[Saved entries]
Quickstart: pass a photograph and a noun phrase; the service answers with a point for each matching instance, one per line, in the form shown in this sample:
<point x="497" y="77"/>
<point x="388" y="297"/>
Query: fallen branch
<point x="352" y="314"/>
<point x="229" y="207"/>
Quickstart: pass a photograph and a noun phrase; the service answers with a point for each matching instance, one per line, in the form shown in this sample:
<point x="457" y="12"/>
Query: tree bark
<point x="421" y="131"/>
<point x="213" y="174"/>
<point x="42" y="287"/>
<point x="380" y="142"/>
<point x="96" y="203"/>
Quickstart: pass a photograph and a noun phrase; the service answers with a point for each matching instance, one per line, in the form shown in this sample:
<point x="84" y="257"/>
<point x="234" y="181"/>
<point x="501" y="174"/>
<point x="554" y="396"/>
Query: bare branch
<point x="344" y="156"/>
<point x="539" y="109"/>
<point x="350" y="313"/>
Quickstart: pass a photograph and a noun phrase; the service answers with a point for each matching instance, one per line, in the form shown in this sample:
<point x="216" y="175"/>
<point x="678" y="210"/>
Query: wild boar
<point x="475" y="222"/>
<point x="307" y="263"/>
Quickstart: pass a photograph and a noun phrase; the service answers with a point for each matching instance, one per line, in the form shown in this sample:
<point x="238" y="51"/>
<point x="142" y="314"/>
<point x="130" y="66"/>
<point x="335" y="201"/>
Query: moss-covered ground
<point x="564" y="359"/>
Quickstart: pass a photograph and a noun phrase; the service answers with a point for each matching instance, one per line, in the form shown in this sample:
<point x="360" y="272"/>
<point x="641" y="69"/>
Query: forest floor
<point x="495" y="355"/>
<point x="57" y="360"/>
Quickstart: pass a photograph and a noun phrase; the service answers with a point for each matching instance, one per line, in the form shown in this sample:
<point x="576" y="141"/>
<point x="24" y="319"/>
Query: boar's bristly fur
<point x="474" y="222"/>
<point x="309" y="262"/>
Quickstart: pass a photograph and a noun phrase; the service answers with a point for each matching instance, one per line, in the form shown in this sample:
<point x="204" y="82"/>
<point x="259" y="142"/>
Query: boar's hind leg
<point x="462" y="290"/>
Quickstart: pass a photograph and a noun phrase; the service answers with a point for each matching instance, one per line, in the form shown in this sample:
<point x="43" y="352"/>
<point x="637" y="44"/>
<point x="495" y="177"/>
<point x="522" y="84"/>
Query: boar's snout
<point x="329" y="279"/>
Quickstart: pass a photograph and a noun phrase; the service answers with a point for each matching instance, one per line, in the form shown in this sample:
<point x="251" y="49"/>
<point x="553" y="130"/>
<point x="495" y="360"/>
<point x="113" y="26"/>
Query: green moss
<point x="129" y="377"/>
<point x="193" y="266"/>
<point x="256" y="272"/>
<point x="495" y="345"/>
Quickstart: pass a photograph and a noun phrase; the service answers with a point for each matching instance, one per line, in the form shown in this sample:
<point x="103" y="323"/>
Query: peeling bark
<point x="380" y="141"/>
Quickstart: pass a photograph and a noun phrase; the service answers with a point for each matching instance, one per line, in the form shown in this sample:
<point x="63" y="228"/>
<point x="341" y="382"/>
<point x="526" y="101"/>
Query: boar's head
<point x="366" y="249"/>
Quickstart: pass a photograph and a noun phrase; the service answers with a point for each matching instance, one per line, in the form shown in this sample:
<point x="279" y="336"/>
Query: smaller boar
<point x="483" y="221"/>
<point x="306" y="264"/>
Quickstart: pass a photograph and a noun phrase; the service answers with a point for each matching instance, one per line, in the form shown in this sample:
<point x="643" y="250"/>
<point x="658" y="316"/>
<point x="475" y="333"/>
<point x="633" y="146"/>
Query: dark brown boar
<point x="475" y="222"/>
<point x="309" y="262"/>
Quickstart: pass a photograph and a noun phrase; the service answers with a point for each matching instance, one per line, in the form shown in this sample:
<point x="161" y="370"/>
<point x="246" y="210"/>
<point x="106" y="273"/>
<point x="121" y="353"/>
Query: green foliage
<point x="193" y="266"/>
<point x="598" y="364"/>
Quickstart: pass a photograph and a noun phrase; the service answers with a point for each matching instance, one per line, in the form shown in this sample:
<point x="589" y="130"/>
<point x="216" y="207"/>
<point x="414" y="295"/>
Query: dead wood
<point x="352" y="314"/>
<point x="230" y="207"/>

What is expected » A faithful, word-for-word copy of the data is the expected answer.

Response to the task »
Quickstart: pass a photograph and a noun phrase; the service answers with a point for each matching instance, one per line, in the form shown in this sample:
<point x="497" y="77"/>
<point x="388" y="297"/>
Query: fallen branch
<point x="352" y="314"/>
<point x="229" y="207"/>
Quickstart: pass a photograph and a noun phrase; the service answers with a point for each matching instance, one per line, in the form shown in this sample:
<point x="457" y="12"/>
Query: tree bark
<point x="421" y="131"/>
<point x="213" y="174"/>
<point x="42" y="287"/>
<point x="380" y="142"/>
<point x="96" y="203"/>
Quickstart: pass a photograph and a noun phrase; the service answers with a point for each matching instance, one per line, in the form shown in this sample:
<point x="84" y="257"/>
<point x="234" y="181"/>
<point x="501" y="174"/>
<point x="554" y="396"/>
Query: bare branch
<point x="344" y="156"/>
<point x="539" y="109"/>
<point x="350" y="313"/>
Quickstart: pass a photograph and a noun phrase; the service answers with a point for each matching instance, one per line, in the form shown in this sample:
<point x="216" y="175"/>
<point x="678" y="210"/>
Query: wild boar
<point x="475" y="222"/>
<point x="307" y="263"/>
Quickstart: pass a photograph and a noun phrase; the service answers with a point for each matching instance, one per line, in the form shown in this sample:
<point x="238" y="51"/>
<point x="142" y="314"/>
<point x="130" y="66"/>
<point x="335" y="201"/>
Query: moss-covered ground
<point x="564" y="359"/>
Quickstart: pass a photograph and a noun phrase; the service answers with a point for each matching instance, one per line, in the form shown in this sample:
<point x="360" y="272"/>
<point x="641" y="69"/>
Query: forest floor
<point x="495" y="355"/>
<point x="57" y="360"/>
Quickstart: pass a photograph and a noun phrase; the service answers with a point for each matching instance, one per line, in the form shown in this sample:
<point x="576" y="141"/>
<point x="24" y="319"/>
Query: boar's bristly fur
<point x="474" y="222"/>
<point x="309" y="262"/>
Quickstart: pass a photograph and a noun phrase; the service answers with a point for each matching instance, one per line, in the form shown in this sample:
<point x="204" y="82"/>
<point x="259" y="142"/>
Query: boar's hind leg
<point x="462" y="290"/>
Quickstart: pass a photograph and a noun phrase; the service answers with a point for each matching instance, one per line, in the form shown in this sample:
<point x="43" y="352"/>
<point x="637" y="44"/>
<point x="495" y="177"/>
<point x="522" y="84"/>
Query: boar's snout
<point x="329" y="279"/>
Quickstart: pass a photograph and a noun phrase; the service answers with a point for each matching instance, one per line, in the form shown in this sample:
<point x="251" y="49"/>
<point x="553" y="130"/>
<point x="495" y="360"/>
<point x="113" y="26"/>
Query: green moss
<point x="129" y="377"/>
<point x="193" y="266"/>
<point x="256" y="272"/>
<point x="495" y="345"/>
Quickstart: pass a photograph and a noun phrase; the service answers with a point for each matching instance, one per line, in the form shown in this sample:
<point x="103" y="323"/>
Query: peeling bark
<point x="380" y="141"/>
Quickstart: pass a photograph and a noun phrase; the service answers with a point for each matching instance, one per line, in the form shown in this sample:
<point x="63" y="228"/>
<point x="341" y="382"/>
<point x="526" y="101"/>
Query: boar's head
<point x="366" y="249"/>
Quickstart: pass a photograph and a noun phrase; the service answers with a point for each matching instance, one per line, in the form shown in this sample:
<point x="279" y="336"/>
Query: smaller boar
<point x="483" y="221"/>
<point x="306" y="264"/>
Quickstart: pass a photograph and a noun phrase; the service answers with a point for each matching instance, one per line, in the form shown in this sample:
<point x="643" y="250"/>
<point x="658" y="316"/>
<point x="475" y="333"/>
<point x="633" y="146"/>
Query: dark brown boar
<point x="475" y="222"/>
<point x="309" y="262"/>
Quickstart: pass a photograph and a noun phrase; the service answers with a point for each matching instance, one per line, in the form shown in this sample:
<point x="161" y="370"/>
<point x="246" y="210"/>
<point x="106" y="273"/>
<point x="121" y="353"/>
Query: green foliage
<point x="193" y="266"/>
<point x="598" y="364"/>
Quickstart: pass a photograph and a noun phrase; the service answers with a point for each matching instance, one per line, in the form shown in this sample:
<point x="589" y="130"/>
<point x="216" y="207"/>
<point x="414" y="295"/>
Query: dead wood
<point x="352" y="314"/>
<point x="230" y="207"/>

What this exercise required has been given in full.